Brief:
Take the line that contains "stucco wall in the photo above." as the first and the last line of the material as the final one; set down exactly the lines in that span.

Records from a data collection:
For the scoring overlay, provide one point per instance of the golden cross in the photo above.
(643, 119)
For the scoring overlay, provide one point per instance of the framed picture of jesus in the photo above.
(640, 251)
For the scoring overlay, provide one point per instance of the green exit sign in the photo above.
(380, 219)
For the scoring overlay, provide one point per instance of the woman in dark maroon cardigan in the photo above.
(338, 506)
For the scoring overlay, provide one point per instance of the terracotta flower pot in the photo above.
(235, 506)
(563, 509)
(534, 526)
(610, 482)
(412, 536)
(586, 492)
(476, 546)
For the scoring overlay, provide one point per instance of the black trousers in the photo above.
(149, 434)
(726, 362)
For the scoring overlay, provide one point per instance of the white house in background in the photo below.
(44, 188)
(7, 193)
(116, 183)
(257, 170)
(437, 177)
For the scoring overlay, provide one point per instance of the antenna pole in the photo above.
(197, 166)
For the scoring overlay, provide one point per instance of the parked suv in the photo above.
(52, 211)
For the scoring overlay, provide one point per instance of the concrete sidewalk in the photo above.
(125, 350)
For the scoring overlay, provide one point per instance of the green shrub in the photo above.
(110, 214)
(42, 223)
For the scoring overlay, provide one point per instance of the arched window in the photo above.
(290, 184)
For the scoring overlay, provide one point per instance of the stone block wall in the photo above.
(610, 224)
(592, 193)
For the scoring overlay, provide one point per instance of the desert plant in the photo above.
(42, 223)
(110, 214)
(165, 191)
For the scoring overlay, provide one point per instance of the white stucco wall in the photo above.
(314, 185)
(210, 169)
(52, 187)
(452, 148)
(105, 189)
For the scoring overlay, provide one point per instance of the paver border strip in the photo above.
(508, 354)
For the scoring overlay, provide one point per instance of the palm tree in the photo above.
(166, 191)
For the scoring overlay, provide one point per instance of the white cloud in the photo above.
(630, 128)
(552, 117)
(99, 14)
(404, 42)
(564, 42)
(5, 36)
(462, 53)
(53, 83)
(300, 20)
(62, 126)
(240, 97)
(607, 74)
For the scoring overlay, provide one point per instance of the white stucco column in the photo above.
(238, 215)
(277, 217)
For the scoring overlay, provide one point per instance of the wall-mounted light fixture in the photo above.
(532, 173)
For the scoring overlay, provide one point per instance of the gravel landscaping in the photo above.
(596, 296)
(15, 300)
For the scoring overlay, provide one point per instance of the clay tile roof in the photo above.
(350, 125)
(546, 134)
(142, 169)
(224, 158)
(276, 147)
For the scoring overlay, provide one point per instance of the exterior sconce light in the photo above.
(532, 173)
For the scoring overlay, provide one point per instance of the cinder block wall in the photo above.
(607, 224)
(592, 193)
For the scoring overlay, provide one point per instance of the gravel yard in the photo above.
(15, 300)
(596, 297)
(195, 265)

Reply to the task:
For the scoring overlay, provide one point per instance of the white stucco wall in the photo above.
(314, 185)
(210, 169)
(52, 187)
(452, 148)
(105, 189)
For the scoring overlay, provide one point per instance of the paver border strip in the photo above.
(508, 354)
For the scoring overlay, provide one point per instance of the palm tree in the photo above.
(166, 191)
For the scoring overlay, provide one point per instance of the white cloud in the photo above.
(630, 128)
(552, 117)
(99, 14)
(404, 42)
(564, 42)
(5, 36)
(462, 53)
(53, 83)
(300, 20)
(62, 126)
(240, 97)
(607, 74)
For the scoring overlay, provide one point per instance of the white stucco column in the photo above.
(238, 215)
(277, 217)
For the scoring overlay, provide one point per instance of the wall-mounted light fixture in the photo above.
(532, 173)
For the scoring overlay, provide one point per instance of the gravel landscaping in the photo above.
(596, 296)
(15, 300)
For the scoring overlay, provide one point per instance of the clay tile roof in the photo above.
(350, 125)
(546, 134)
(142, 169)
(224, 158)
(276, 147)
For the scoring overlay, provide one point per instance of the exterior sconce light in the photo above.
(532, 173)
For the scoring overlay, provide one point per instance of the cinder block wall in the photo above.
(607, 224)
(592, 193)
For the scoring overlay, provide one point per instance of the gravel yard in the photo above.
(15, 300)
(596, 297)
(195, 265)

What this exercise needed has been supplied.